__DATA TO PROCESS__
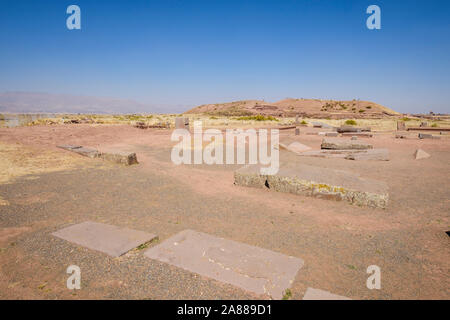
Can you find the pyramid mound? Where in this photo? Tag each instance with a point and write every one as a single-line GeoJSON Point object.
{"type": "Point", "coordinates": [313, 108]}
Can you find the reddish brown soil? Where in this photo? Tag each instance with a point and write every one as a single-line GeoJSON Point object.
{"type": "Point", "coordinates": [315, 108]}
{"type": "Point", "coordinates": [337, 241]}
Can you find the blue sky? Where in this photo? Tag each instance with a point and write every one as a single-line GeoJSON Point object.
{"type": "Point", "coordinates": [184, 53]}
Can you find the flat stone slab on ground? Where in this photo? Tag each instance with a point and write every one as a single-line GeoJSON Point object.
{"type": "Point", "coordinates": [357, 134]}
{"type": "Point", "coordinates": [113, 156]}
{"type": "Point", "coordinates": [329, 134]}
{"type": "Point", "coordinates": [427, 136]}
{"type": "Point", "coordinates": [317, 182]}
{"type": "Point", "coordinates": [420, 154]}
{"type": "Point", "coordinates": [317, 294]}
{"type": "Point", "coordinates": [119, 157]}
{"type": "Point", "coordinates": [340, 144]}
{"type": "Point", "coordinates": [371, 154]}
{"type": "Point", "coordinates": [294, 146]}
{"type": "Point", "coordinates": [112, 240]}
{"type": "Point", "coordinates": [254, 269]}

__EXERCISE INSTRUCTIONS__
Replace every "photo" with "image" in the records, keep everything else the same, and write them out again without the pictures.

__SOLUTION FOR THIS PROBLEM__
Can you find the pyramid mound? Where in this image? Tag each instance with a point and write every one as a single-line GeoJSON Point object.
{"type": "Point", "coordinates": [313, 108]}
Can you find the reddish brown soil? Where in this image? Tag each instance with a point and write every one as a single-line GeoJSON Point object.
{"type": "Point", "coordinates": [315, 108]}
{"type": "Point", "coordinates": [337, 241]}
Can you find the blue sky? Where in this image? Tag each instance with a point and write every one as a single-line GeoJSON Point object.
{"type": "Point", "coordinates": [184, 53]}
Can you find the flat stone slab on ground? Where in this image? Tag each instance with a point and write every one as a single-line GeoJSON Point object.
{"type": "Point", "coordinates": [357, 134]}
{"type": "Point", "coordinates": [113, 156]}
{"type": "Point", "coordinates": [329, 134]}
{"type": "Point", "coordinates": [427, 136]}
{"type": "Point", "coordinates": [317, 182]}
{"type": "Point", "coordinates": [420, 154]}
{"type": "Point", "coordinates": [317, 294]}
{"type": "Point", "coordinates": [119, 157]}
{"type": "Point", "coordinates": [340, 144]}
{"type": "Point", "coordinates": [371, 154]}
{"type": "Point", "coordinates": [294, 146]}
{"type": "Point", "coordinates": [112, 240]}
{"type": "Point", "coordinates": [254, 269]}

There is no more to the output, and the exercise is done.